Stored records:
==========
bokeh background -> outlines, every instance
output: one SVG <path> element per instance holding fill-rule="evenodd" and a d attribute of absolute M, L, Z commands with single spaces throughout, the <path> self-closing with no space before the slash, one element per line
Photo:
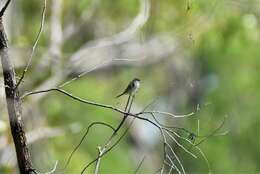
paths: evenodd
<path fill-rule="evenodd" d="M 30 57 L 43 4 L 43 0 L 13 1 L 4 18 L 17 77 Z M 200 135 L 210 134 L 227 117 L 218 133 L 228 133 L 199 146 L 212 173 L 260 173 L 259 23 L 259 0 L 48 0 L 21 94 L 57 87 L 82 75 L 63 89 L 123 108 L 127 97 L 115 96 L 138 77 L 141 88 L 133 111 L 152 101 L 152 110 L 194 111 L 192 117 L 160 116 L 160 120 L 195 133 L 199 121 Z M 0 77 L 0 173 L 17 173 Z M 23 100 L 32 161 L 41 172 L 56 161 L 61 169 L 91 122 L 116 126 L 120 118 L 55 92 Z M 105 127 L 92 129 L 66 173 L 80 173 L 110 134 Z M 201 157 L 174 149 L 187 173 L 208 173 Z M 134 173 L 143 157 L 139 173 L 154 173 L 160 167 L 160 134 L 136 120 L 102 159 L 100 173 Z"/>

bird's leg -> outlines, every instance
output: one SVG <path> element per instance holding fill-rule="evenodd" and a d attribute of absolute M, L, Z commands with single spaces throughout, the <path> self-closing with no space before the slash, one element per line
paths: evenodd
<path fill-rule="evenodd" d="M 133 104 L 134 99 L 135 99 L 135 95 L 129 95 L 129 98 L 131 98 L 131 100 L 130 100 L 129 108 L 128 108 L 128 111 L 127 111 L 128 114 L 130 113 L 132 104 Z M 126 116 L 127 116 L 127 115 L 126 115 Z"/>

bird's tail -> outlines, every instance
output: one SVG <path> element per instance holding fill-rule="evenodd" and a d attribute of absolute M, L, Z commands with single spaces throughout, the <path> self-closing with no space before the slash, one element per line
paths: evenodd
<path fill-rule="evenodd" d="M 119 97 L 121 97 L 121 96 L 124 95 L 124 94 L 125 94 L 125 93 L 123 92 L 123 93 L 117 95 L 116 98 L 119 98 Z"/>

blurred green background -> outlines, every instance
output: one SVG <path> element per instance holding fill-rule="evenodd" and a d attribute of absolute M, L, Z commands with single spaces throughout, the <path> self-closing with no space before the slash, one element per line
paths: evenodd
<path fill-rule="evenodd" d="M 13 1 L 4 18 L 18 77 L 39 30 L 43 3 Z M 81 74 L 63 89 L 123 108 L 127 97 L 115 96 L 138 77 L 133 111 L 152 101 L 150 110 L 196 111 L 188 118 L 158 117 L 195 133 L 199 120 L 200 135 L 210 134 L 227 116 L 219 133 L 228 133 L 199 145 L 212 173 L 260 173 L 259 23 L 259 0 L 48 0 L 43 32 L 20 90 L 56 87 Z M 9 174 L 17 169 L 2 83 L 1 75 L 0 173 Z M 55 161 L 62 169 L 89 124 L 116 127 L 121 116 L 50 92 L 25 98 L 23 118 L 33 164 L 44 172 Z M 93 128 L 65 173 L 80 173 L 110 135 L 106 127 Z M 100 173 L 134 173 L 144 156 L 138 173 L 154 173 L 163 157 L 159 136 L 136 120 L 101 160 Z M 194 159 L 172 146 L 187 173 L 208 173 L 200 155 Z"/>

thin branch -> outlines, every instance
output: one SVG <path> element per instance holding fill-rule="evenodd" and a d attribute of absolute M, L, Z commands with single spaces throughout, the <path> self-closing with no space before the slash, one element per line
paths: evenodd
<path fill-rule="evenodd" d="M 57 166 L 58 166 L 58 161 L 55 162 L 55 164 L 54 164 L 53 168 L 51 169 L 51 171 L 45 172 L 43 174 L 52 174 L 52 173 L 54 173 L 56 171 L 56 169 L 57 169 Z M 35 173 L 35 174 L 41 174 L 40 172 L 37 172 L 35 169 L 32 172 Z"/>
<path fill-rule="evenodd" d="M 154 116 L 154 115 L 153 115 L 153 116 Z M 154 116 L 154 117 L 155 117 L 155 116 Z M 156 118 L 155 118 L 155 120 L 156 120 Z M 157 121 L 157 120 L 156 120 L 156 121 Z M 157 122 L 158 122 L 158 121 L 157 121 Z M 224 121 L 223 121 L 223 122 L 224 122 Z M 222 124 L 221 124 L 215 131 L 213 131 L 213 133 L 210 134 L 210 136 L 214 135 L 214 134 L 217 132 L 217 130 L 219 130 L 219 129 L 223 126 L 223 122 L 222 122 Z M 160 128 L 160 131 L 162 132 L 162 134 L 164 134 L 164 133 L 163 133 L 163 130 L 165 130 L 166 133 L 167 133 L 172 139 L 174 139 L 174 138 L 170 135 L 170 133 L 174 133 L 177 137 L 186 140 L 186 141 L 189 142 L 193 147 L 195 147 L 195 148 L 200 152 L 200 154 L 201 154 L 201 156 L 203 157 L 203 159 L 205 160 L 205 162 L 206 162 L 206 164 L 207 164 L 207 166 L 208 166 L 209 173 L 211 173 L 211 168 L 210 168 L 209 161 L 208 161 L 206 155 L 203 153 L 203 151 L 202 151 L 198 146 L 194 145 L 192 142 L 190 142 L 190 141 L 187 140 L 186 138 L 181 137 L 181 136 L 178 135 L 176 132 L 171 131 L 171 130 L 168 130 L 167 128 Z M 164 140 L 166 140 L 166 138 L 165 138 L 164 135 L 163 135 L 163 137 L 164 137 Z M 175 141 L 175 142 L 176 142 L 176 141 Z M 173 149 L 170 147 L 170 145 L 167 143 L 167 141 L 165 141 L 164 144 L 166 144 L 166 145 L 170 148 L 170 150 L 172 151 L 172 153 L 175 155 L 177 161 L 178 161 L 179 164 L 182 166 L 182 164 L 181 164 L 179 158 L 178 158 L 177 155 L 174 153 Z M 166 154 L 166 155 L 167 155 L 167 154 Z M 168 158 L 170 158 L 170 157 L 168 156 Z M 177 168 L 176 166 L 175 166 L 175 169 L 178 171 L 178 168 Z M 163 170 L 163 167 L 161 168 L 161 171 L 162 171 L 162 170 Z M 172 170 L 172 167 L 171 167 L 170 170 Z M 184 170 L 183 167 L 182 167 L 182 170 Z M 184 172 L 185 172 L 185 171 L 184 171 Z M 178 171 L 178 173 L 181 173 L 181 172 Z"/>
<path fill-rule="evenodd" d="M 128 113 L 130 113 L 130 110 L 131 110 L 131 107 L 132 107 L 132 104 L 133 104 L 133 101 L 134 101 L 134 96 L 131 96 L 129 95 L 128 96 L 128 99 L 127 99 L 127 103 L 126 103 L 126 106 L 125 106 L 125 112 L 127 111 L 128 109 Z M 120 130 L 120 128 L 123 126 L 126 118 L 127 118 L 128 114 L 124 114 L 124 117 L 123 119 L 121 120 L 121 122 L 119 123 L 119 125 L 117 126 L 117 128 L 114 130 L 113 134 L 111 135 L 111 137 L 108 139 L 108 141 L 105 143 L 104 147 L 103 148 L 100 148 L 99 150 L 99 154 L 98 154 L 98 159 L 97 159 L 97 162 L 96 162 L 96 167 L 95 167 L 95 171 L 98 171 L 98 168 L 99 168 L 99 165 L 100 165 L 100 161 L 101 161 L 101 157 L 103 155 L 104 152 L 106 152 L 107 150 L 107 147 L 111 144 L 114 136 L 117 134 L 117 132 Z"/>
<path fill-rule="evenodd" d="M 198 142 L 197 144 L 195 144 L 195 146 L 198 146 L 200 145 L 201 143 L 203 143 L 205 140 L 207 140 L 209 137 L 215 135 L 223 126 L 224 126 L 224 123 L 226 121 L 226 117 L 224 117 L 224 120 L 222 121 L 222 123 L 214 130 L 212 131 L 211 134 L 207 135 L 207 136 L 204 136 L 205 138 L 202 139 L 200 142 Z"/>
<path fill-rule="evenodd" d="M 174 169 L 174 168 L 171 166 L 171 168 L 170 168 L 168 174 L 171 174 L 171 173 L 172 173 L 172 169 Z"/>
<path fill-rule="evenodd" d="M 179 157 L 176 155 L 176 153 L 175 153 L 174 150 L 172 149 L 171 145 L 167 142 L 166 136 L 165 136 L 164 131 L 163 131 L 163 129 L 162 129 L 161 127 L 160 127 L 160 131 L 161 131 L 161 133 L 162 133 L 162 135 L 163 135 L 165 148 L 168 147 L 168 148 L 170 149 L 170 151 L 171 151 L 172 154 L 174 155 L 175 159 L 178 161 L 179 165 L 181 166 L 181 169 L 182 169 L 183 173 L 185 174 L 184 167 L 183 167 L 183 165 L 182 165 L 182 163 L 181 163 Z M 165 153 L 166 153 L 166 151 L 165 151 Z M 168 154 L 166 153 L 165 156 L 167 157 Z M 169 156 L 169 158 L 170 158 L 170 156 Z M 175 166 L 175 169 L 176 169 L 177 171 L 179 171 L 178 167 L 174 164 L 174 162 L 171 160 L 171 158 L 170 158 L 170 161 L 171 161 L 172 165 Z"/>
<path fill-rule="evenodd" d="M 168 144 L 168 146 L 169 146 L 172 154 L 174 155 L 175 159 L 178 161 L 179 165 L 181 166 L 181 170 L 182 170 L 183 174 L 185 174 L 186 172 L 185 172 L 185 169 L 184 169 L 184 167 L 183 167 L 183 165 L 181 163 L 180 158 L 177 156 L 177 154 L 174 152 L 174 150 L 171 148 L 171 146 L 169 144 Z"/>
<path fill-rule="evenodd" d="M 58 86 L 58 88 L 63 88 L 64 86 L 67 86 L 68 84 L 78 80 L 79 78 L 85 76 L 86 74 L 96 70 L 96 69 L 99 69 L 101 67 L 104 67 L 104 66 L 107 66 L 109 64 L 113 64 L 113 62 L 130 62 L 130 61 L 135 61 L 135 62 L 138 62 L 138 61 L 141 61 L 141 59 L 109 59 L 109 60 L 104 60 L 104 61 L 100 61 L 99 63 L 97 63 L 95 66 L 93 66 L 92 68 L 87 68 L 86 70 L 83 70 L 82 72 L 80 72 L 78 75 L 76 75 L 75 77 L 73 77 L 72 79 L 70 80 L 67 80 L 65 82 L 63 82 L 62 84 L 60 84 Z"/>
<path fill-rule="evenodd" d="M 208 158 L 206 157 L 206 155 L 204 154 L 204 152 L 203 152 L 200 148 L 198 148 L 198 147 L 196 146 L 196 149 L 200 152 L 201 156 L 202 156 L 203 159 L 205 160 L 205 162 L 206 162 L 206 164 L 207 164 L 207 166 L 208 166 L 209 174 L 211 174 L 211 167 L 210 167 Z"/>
==========
**Task description**
If a line in the records above contains the word "bird", copy it.

**Output of the task**
bird's leg -> outlines, every instance
bird's tail -> outlines, every instance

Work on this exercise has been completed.